→ TASK DATA:
★ ★ ★

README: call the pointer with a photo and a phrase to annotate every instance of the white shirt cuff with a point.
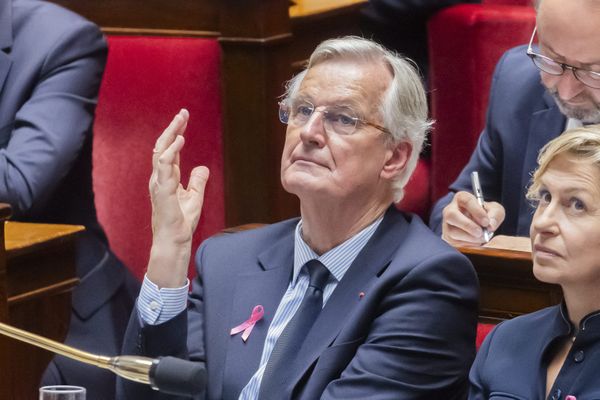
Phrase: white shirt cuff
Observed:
(156, 306)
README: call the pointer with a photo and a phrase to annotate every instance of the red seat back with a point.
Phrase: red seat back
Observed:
(465, 43)
(147, 80)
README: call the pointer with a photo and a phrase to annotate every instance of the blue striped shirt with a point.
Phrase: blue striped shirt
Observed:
(337, 261)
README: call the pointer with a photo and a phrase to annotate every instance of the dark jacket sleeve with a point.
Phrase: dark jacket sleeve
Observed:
(484, 160)
(50, 127)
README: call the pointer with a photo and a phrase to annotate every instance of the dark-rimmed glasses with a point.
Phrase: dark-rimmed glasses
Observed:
(549, 66)
(336, 119)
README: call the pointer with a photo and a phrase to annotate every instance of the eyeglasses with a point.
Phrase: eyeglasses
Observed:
(338, 120)
(549, 66)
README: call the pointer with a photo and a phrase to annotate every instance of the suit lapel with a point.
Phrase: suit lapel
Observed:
(5, 40)
(265, 285)
(369, 264)
(545, 125)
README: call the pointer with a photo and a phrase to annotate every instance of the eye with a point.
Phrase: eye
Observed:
(544, 197)
(345, 119)
(304, 110)
(576, 204)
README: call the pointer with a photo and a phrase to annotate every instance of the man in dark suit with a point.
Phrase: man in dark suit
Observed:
(523, 115)
(354, 299)
(51, 64)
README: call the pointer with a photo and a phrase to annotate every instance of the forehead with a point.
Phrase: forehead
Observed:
(569, 173)
(346, 82)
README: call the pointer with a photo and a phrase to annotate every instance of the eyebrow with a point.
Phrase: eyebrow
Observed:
(562, 58)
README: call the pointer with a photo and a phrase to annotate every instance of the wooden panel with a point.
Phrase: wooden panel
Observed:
(179, 15)
(36, 279)
(508, 286)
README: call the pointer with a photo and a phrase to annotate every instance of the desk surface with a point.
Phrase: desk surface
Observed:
(305, 8)
(21, 236)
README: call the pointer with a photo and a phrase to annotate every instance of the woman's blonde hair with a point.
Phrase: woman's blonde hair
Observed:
(581, 143)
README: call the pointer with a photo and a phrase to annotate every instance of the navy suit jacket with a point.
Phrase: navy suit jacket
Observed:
(522, 117)
(410, 337)
(513, 360)
(51, 65)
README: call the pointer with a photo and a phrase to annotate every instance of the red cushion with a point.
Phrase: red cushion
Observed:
(147, 80)
(482, 332)
(465, 42)
(527, 3)
(416, 193)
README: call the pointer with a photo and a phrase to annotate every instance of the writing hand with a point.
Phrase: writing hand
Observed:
(463, 219)
(175, 209)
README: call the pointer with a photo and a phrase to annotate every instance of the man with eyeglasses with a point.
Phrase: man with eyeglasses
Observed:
(530, 104)
(353, 300)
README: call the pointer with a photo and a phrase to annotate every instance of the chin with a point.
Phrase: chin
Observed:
(545, 274)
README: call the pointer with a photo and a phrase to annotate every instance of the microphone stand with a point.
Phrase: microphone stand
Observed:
(135, 368)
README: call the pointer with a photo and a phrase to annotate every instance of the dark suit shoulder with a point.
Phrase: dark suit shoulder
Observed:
(46, 17)
(248, 243)
(521, 328)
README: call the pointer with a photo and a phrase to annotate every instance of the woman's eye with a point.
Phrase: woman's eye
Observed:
(544, 196)
(304, 110)
(577, 204)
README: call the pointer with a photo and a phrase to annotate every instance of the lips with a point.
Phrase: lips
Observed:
(542, 250)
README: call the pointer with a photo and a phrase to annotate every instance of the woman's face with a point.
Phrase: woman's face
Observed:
(565, 231)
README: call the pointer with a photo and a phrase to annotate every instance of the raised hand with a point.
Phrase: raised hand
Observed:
(175, 209)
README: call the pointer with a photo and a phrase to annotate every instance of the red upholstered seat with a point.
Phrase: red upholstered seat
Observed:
(465, 42)
(147, 80)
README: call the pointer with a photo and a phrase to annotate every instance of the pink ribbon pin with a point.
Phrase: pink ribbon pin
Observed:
(246, 326)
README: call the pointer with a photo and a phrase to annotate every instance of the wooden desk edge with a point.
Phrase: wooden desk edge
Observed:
(24, 236)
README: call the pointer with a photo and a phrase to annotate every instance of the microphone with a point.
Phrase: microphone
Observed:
(166, 374)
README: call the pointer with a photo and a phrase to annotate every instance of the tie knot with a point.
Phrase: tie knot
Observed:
(318, 274)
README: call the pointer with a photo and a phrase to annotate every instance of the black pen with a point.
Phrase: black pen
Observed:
(479, 196)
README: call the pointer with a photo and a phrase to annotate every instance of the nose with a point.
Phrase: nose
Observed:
(568, 85)
(313, 132)
(545, 219)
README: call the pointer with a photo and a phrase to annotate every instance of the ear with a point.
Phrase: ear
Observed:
(398, 156)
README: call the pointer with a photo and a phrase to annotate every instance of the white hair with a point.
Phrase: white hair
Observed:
(404, 106)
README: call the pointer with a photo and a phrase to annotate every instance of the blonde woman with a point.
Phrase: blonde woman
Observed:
(555, 353)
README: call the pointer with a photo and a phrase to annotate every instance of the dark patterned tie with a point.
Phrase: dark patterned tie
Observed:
(289, 342)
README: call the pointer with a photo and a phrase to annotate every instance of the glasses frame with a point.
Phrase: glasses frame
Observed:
(356, 120)
(564, 67)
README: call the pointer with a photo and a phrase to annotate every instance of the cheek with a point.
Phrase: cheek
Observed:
(595, 95)
(549, 81)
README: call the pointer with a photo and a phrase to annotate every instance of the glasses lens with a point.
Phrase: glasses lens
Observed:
(284, 112)
(341, 122)
(300, 112)
(589, 78)
(546, 64)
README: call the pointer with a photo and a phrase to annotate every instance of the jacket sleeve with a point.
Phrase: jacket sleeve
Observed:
(51, 126)
(485, 159)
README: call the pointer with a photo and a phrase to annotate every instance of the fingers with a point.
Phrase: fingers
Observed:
(193, 198)
(496, 215)
(464, 218)
(167, 165)
(175, 128)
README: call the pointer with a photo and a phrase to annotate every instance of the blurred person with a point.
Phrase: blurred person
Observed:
(353, 300)
(537, 92)
(51, 64)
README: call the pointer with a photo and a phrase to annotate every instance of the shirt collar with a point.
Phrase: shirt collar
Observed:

★ ★ ★

→ WHAT IS ASKED: Every line above should be repeated exactly; pictures stay out of the copy.

→ RESULT OF THIS TASK:
README: call the pointer with a photo and a phrase to annotate every instance of the white shirt cuff with a point.
Phrase: white shirt cuff
Observed:
(156, 306)
README: call the pointer with a photo and a phrase to annotate every instance of the red seat back with a point.
Phrase: red seat back
Observed:
(465, 43)
(147, 80)
README: call the pointer with a photo and a phrase to annotate every instance of the blue striped shirt with a point.
Phrase: blue striped shirt
Observed:
(337, 261)
README: call the pointer with a photo and a phrase to annotate every instance of the dark jacket sleeve with a point.
Phrase: dark jacket sleeve
Observed:
(484, 160)
(50, 127)
README: call the pointer with a photo and a phrase to annotate every instance of the dark-rimmed glasses with a point.
Phrase: dark-rimmed glasses
Observed:
(549, 66)
(336, 119)
README: call the pointer with a photo and a phrase to annotate every instance of the eyeglasses with a point.
Phrase: eyeglasses
Observed:
(338, 120)
(549, 66)
README: call the pointer with a photo and a phrase to annotate every instance of the suit lapel with a point.
Phrase: suit lapel
Observed:
(5, 40)
(265, 285)
(369, 264)
(545, 125)
README: call the pointer with a photo and a phrase to annotate every instance of the eye with a point.
Phrase: eye
Observed:
(544, 197)
(345, 119)
(304, 110)
(576, 204)
README: call the pointer with a photo and a phrase to annotate every instance of the man in dark suit with a point.
Phrase: man in dark suit
Observed:
(523, 115)
(354, 299)
(51, 64)
README: call the pointer with a photo and a phrase to annotate every instance of the forehead with a point.
Phrase: forehead
Observed:
(569, 173)
(346, 82)
README: call the pointer with a photo and a phrase to annotate every instance of the eyebrow with a point.
Phrase: eyebrow
Observed:
(562, 58)
README: call the pointer with a photo and a phrase to annotate every instance of the wooden panel with a point.
Phrase: wooden panel
Observed:
(179, 15)
(36, 279)
(508, 286)
README: call the pointer with a photo and a phrase to annotate every instance of the desk surface with a point.
Phrase: desk surface
Observed:
(305, 8)
(21, 236)
README: call the pointer with a photo and a phrase to annotate every instance of the woman's blonde hair with a point.
Phrase: woman's blonde hair
Observed:
(581, 143)
README: call the pointer with a photo and a phrase to annotate every instance of the navy suit jacket with a point.
Phrase: navy suit jacket
Observed:
(522, 117)
(410, 337)
(513, 360)
(51, 65)
README: call the pointer with a photo and a phrase to annotate every instance of the red cushion with a point.
Phrase: red cushion
Observed:
(147, 80)
(482, 332)
(465, 42)
(527, 3)
(416, 193)
README: call the pointer with a photo and a phrase to annotate every instance of the writing hand with a point.
Phrase: writing hand
Observed:
(463, 219)
(175, 209)
README: call the pointer with a photo and a phrase to annotate every instance of the man with eyeglasses with a point.
Phrase: man with eyeglasses
Observed:
(530, 104)
(353, 300)
README: call the pointer with a photo and a phrase to annotate every instance of the chin with a point.
Phrase: chin
Observed:
(545, 274)
README: call the pointer with a photo and a phrase to annotate every instance of the microphone stand with a point.
Phrase: microphone stand
Observed:
(135, 368)
README: call the pointer with a photo and a phrase to annotate every instance of the dark suit shoulder with a point.
Phrase: dark suit shoulder
Observed:
(46, 17)
(248, 243)
(521, 328)
README: call the pointer with a photo and a phrase to annotate every instance of the woman's eye with a point.
Phrase: woman's eye
Observed:
(544, 196)
(304, 110)
(577, 204)
README: call the pointer with a photo and a phrase to annotate every instance of the lips with a point.
Phrase: lips
Observed:
(542, 250)
README: call the pointer with a photo and a phrase to annotate every instance of the woman's face with a point.
Phrase: woman's face
Observed:
(565, 231)
README: call the pointer with a photo and a phrase to annotate every instance of the raised hand with a point.
Phrase: raised hand
Observed:
(175, 209)
README: call the pointer with a photo and a phrase to annotate every instance of the red upholstered seat with a point.
Phrase: red upholstered seat
Observed:
(465, 42)
(147, 80)
README: call the pointer with a photo and a phrase to annotate every instance of the pink ribbon pin with a point.
Phrase: pink ribbon pin
Observed:
(246, 326)
README: call the pointer with a photo and a phrase to annotate every instance of the wooden desk edge with a point.
Phrase: wooden desk edge
Observed:
(24, 236)
README: call the pointer with a photo and a phrase to annotate every instance of the microphone with a point.
Phrase: microphone
Observed:
(166, 374)
README: call the pointer with a photo and a phrase to annotate every instance of the tie knot with a point.
Phrase: tie knot
Observed:
(318, 274)
README: call the pointer with a photo and a phrase to annotate every instance of the black pen with a point.
Phrase: black pen
Observed:
(479, 196)
README: call the pointer with a photo and a phrase to annotate every instance of the nose with a point.
Phrase: nose
Observed:
(568, 85)
(313, 132)
(545, 219)
README: call the pointer with a photo and a phrase to annotate every instance of the ear with a point.
Phrase: ear
Observed:
(398, 156)
README: call the pointer with a photo and a phrase to annotate every instance of the white hair with a point.
Phrase: white hair
Observed:
(404, 106)
README: call the pointer with a photo and a phrase to annotate every instance of the blonde woman with a point.
Phrase: blonde woman
Observed:
(555, 353)
README: call the pointer with a photo and a phrase to annotate every instance of the dark patterned tie with a point.
Phrase: dark patterned tie
Observed:
(289, 342)
README: call the pointer with a photo and a phrase to annotate every instance of the glasses frame with a point.
Phrase: glasses frame
Observed:
(356, 120)
(564, 67)
README: call the pointer with a photo and a phrase to annotate every instance of the cheek with a point.
Phrase: cheek
Observed:
(595, 95)
(549, 81)
README: call the pointer with a photo and a phrase to annotate every instance of the glasses lens with a point.
Phrase: glasses lens
Observed:
(284, 112)
(341, 122)
(300, 112)
(589, 78)
(546, 64)
README: call the pointer with a photo and a phrase to annotate every instance of the jacket sleeve with a point.
Phrase: jacket sleeve
Observed:
(51, 126)
(485, 159)
README: call the pointer with a photo and a phrase to annotate every instance of the fingers with a point.
Phrase: fingers
Observed:
(193, 198)
(496, 215)
(464, 218)
(167, 165)
(175, 128)
README: call the pointer with a photo and a phrase to annotate every instance of the blurred person with a point.
Phrase: blurred person
Observed:
(353, 300)
(537, 92)
(51, 64)
README: call the pointer with a photo and a phrase to annotate every instance of the shirt collar with a point.
Phrase: shirt collar
Observed:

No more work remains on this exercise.